## [Data provided]
● ● ● ● ●

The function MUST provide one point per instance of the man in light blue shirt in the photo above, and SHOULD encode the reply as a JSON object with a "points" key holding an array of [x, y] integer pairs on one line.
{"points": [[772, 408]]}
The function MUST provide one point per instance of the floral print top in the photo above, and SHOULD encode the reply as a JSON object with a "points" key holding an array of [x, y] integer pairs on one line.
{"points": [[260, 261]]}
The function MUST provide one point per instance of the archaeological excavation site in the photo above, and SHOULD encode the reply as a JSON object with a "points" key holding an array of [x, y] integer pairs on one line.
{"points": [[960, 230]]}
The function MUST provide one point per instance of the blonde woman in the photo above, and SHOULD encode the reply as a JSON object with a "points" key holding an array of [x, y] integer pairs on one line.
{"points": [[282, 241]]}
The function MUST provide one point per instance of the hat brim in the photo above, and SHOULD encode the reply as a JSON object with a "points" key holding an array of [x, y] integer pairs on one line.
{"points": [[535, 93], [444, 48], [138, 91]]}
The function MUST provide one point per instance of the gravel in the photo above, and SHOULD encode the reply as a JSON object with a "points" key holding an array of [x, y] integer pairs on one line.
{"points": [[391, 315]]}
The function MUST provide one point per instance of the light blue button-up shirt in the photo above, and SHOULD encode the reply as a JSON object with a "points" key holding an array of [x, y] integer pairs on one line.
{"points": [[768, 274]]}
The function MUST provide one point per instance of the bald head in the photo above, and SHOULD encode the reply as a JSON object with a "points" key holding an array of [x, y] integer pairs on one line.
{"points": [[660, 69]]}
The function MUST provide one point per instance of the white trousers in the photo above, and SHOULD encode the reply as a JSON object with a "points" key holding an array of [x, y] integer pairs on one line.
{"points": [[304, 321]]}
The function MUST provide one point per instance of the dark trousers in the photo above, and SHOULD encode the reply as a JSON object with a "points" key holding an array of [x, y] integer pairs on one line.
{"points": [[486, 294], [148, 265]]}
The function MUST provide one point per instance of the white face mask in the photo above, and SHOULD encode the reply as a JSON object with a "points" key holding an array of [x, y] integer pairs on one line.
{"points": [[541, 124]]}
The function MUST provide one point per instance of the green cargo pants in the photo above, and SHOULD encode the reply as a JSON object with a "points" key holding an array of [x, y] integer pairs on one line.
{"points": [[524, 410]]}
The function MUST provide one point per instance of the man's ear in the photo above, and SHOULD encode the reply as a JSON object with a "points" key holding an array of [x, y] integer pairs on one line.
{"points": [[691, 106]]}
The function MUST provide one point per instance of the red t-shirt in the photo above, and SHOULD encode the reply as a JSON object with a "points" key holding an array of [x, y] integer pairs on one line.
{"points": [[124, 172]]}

● ● ● ● ●

## [The request]
Begin at the line that has "The function MUST provide one point per instance of the red" and stop at the end of the data above. Repeat every one of those lines, changing only the coordinates: scale each by 0.45 and round to a whole number, rounding halves up.

## [Solution to the exercise]
The function MUST provide one point per instance of the red t-shirt in the photo above, and SHOULD encode the reply as a JSON object with a "points" key holding an array of [x, y] integer pairs on one line.
{"points": [[56, 77]]}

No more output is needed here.